### GIVEN REQUEST
Recast all of the entries below as a numbered list, omitting any blank lines.

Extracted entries
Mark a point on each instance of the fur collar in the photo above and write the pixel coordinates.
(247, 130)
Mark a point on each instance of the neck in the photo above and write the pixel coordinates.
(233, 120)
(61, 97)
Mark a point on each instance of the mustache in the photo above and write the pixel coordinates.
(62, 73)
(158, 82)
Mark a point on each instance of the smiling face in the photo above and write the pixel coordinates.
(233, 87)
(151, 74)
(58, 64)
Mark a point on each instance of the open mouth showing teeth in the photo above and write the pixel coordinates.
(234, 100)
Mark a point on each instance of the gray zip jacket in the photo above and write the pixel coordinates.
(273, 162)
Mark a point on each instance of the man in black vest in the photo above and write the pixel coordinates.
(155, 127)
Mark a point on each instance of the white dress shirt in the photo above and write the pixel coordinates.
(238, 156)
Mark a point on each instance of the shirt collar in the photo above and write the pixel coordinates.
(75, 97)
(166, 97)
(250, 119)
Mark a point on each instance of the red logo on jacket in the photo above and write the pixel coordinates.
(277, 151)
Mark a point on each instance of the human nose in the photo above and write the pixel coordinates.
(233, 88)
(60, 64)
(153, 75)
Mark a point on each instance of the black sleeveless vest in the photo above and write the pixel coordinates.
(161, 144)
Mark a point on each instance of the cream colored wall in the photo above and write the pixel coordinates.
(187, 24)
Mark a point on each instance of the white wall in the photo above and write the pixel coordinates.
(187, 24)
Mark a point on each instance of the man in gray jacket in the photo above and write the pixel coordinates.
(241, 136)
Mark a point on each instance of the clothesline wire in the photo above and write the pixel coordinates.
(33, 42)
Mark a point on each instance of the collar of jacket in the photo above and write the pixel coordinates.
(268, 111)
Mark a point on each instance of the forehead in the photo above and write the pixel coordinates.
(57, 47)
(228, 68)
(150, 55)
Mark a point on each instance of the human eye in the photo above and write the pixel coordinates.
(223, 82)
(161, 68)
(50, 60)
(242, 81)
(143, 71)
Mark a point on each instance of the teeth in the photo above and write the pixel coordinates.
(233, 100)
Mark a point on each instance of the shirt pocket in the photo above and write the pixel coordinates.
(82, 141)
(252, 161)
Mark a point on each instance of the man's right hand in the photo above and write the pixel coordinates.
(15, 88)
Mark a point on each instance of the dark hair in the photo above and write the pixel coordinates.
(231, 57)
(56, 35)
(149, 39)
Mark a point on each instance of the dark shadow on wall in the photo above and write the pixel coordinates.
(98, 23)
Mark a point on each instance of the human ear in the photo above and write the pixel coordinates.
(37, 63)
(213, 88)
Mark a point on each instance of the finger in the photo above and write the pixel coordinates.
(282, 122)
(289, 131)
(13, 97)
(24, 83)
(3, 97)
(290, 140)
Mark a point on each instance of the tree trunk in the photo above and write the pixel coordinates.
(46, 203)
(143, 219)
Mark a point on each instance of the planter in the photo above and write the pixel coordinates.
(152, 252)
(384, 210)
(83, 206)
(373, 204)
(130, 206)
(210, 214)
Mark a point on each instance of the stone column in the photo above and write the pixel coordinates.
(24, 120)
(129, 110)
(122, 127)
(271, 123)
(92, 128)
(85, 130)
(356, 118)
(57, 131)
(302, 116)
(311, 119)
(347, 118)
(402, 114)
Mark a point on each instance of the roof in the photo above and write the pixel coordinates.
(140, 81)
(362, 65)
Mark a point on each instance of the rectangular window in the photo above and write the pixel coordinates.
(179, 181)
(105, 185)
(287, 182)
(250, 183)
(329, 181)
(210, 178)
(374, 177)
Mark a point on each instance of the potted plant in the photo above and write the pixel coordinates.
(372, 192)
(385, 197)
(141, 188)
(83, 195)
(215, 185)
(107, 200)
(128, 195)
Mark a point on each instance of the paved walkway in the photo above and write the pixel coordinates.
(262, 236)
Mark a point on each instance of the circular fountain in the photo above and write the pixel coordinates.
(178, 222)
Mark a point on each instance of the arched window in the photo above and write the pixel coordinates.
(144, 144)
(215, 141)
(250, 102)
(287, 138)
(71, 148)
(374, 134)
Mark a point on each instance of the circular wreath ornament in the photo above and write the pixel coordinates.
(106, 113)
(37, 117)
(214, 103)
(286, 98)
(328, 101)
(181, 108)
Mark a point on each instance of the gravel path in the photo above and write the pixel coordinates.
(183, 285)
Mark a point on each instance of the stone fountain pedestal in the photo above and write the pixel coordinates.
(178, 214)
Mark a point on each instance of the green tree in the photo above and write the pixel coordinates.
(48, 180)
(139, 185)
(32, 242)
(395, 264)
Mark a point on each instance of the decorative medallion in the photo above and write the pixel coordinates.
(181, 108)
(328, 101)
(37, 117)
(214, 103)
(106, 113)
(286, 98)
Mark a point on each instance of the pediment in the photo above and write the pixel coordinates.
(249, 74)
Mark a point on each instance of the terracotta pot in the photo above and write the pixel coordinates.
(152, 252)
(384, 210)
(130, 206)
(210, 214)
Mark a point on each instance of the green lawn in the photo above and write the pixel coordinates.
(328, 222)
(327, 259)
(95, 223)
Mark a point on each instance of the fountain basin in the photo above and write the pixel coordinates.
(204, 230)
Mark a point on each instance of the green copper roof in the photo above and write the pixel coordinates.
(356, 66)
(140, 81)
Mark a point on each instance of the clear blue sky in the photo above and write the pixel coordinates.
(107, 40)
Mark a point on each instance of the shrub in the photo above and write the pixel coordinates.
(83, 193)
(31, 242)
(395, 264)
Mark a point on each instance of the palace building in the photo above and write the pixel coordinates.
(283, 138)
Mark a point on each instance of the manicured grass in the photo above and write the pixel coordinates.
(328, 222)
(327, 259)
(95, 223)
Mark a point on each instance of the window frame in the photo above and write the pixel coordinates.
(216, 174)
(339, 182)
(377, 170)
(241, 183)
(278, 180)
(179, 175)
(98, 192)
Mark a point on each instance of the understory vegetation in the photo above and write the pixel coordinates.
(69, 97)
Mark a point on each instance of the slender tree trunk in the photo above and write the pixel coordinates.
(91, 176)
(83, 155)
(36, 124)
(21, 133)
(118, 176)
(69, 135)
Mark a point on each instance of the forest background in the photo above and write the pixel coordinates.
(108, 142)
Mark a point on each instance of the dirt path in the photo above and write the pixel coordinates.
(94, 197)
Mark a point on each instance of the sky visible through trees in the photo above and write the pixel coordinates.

### THE COMPLETED TASK
1. Mark a point on each instance of the fur collar in the photo above and write the pixel coordinates.
2. (247, 130)
3. Mark a point on each instance of the neck in the photo above and write the pixel coordinates.
4. (233, 120)
5. (61, 97)
6. Mark a point on each instance of the mustache in the photo above and write the pixel coordinates.
7. (62, 73)
8. (158, 82)
9. Mark a point on each instance of the smiling face in the photo above and write the pixel coordinates.
10. (233, 87)
11. (151, 74)
12. (58, 64)
13. Mark a point on each instance of the open mouth showing teeth in the photo above and write the pixel coordinates.
14. (234, 100)
15. Mark a point on each instance of the gray zip jacket in the photo above and write the pixel coordinates.
16. (273, 162)
17. Mark a point on each instance of the man in black vest in the photo above and write the pixel coordinates.
18. (155, 127)
19. Mark a point on each instance of the white dress shirt in the photo above and write the pixel coordinates.
20. (238, 156)
21. Mark a point on each instance of the shirt collar in the photo above and write the pixel coordinates.
22. (75, 97)
23. (166, 97)
24. (250, 119)
25. Mark a point on each instance of the red logo on jacket in the photo above and write the pixel coordinates.
26. (277, 151)
27. Mark a point on each instance of the human nose in the photo above and write the pixel coordinates.
28. (233, 88)
29. (60, 64)
30. (153, 75)
31. Mark a point on each instance of the black sleeveless vest in the photo above and write the pixel coordinates.
32. (161, 144)
33. Mark a point on each instance of the cream colored wall in the photo above and write the pixel coordinates.
34. (187, 24)
35. Mark a point on each instance of the white wall in the photo above and write the pixel coordinates.
36. (187, 24)
37. Mark a point on each instance of the man in gray jacket in the photo above and write the pixel coordinates.
38. (241, 136)
39. Mark a point on each instance of the clothesline wire in the photo above and write the pixel coordinates.
40. (33, 42)
41. Mark a point on each instance of the collar of jacket in the photo above and write the pixel coordinates.
42. (268, 111)
43. Mark a point on each instance of the forehead in the photo above and write the pixel coordinates.
44. (57, 47)
45. (228, 68)
46. (150, 55)
47. Mark a point on each instance of the human eye in the photo above and write the pixel coordinates.
48. (223, 82)
49. (161, 68)
50. (50, 60)
51. (242, 81)
52. (143, 71)
53. Mark a point on each instance of the teeth in the photo above and write the pixel coordinates.
54. (233, 100)
55. Mark a point on each instance of the shirt pocket in the photo above and write the pixel coordinates.
56. (82, 141)
57. (252, 161)
58. Mark a point on each instance of the man's right hand in the photo above and write the pixel coordinates.
59. (15, 88)
60. Mark a point on each instance of the dark hair in the photo above and write the pixel coordinates.
61. (231, 57)
62. (56, 35)
63. (149, 39)
64. Mark a point on each instance of the dark shadow on wall in the photo above and write the pixel coordinates.
65. (98, 23)
66. Mark a point on each instance of the human ear in the photo above and write the pixel coordinates.
67. (37, 63)
68. (213, 88)
69. Mark a point on each instance of the finger in the photo above and write the pixel coordinates.
70. (282, 122)
71. (289, 131)
72. (13, 97)
73. (24, 83)
74. (3, 97)
75. (290, 140)
76. Mark a point on each instance of the tree trunk in the photo above and write the pixel coordinates.
77. (46, 203)
78. (143, 219)
79. Mark a point on each instance of the planter in the photo above and write the pixel coordinates.
80. (152, 252)
81. (384, 210)
82. (83, 206)
83. (373, 204)
84. (130, 206)
85. (210, 214)
86. Mark a point on each instance of the stone column in the photo above and write the pixel coordinates.
87. (24, 120)
88. (129, 110)
89. (122, 127)
90. (271, 123)
91. (92, 128)
92. (85, 130)
93. (356, 118)
94. (57, 131)
95. (302, 116)
96. (311, 119)
97. (347, 118)
98. (402, 114)
99. Mark a point on each instance of the roof in the photo above and write the pixel coordinates.
100. (140, 81)
101. (362, 65)
102. Mark a point on each instance of the rectangular window in the photo above and write the pixel coordinates.
103. (179, 181)
104. (105, 185)
105. (287, 182)
106. (250, 183)
107. (329, 181)
108. (210, 178)
109. (374, 177)
110. Mark a point on each instance of the potted plant in the photo above and write the pixel coordinates.
111. (372, 192)
112. (385, 197)
113. (141, 188)
114. (83, 195)
115. (215, 185)
116. (107, 200)
117. (128, 195)
118. Mark a point on each instance of the paved walkway in the photo above and write the pixel coordinates.
119. (262, 236)
120. Mark a point on each instance of the circular fountain in the photo above and write the pixel coordinates.
121. (178, 222)
122. Mark a point on each instance of the arched window in the photo above and write the pixel coordinates.
123. (144, 144)
124. (215, 141)
125. (250, 102)
126. (287, 138)
127. (71, 148)
128. (374, 134)
129. Mark a point on each instance of the circular wreath ornament in the photo above and write the pixel coordinates.
130. (106, 113)
131. (37, 117)
132. (214, 103)
133. (286, 98)
134. (328, 101)
135. (181, 108)
136. Mark a point on each instance of the gravel path in the photo above and write the pixel coordinates.
137. (183, 285)
138. Mark a point on each instance of the stone fountain pedestal in the photo above and write the pixel coordinates.
139. (178, 214)
140. Mark a point on each instance of the green tree in the photo above and write the pixel coordinates.
141. (48, 180)
142. (139, 185)
143. (32, 242)
144. (395, 264)
145. Mark a point on each instance of the decorative medallion in the photo above and write the pixel coordinates.
146. (181, 108)
147. (328, 101)
148. (37, 117)
149. (214, 103)
150. (106, 113)
151. (286, 98)
152. Mark a point on each instance of the pediment in the photo above and write the pixel coordinates.
153. (249, 74)
154. Mark a point on each instance of the terracotta pot in the photo above and write the pixel coordinates.
155. (152, 252)
156. (384, 210)
157. (130, 206)
158. (210, 214)
159. Mark a point on each instance of the green lawn in the photo above and write the pixel coordinates.
160. (328, 222)
161. (327, 259)
162. (95, 223)
163. Mark a point on each instance of the fountain basin in the photo above and write the pixel coordinates.
164. (204, 230)
165. Mark a point on each instance of the green copper roof in the photo above and write the pixel coordinates.
166. (356, 66)
167. (140, 81)
168. Mark a point on each instance of the clear blue sky in the photo above and write the pixel coordinates.
169. (107, 40)
170. Mark a point on each instance of the shrub in the photo above and write the pixel coordinates.
171. (83, 193)
172. (31, 242)
173. (395, 264)
174. Mark a point on each instance of the palace building in the photo above and write the pixel coordinates.
175. (283, 138)
176. Mark a point on each instance of the manicured grass in the photo above and write the pixel coordinates.
177. (328, 222)
178. (327, 259)
179. (95, 223)
180. Mark a point on each instance of the window frame in the photo above and write the pixel coordinates.
181. (216, 174)
182. (339, 182)
183. (377, 170)
184. (241, 183)
185. (278, 180)
186. (179, 175)
187. (98, 192)
188. Mark a point on each instance of the understory vegetation in the photo above and write the pixel coordinates.
189. (69, 97)
190. Mark a point on each instance of the slender tree trunk in the photo above and write the pixel coordinates.
191. (91, 176)
192. (83, 155)
193. (36, 124)
194. (21, 133)
195. (118, 176)
196. (69, 135)
197. Mark a point on each instance of the forest background in the photo above and write the pixel coordinates.
198. (108, 142)
199. Mark a point on each instance of the dirt path in the photo above and write the pixel coordinates.
200. (94, 197)
201. Mark a point on each instance of the sky visible through trees in the photo above and write the pixel coordinates.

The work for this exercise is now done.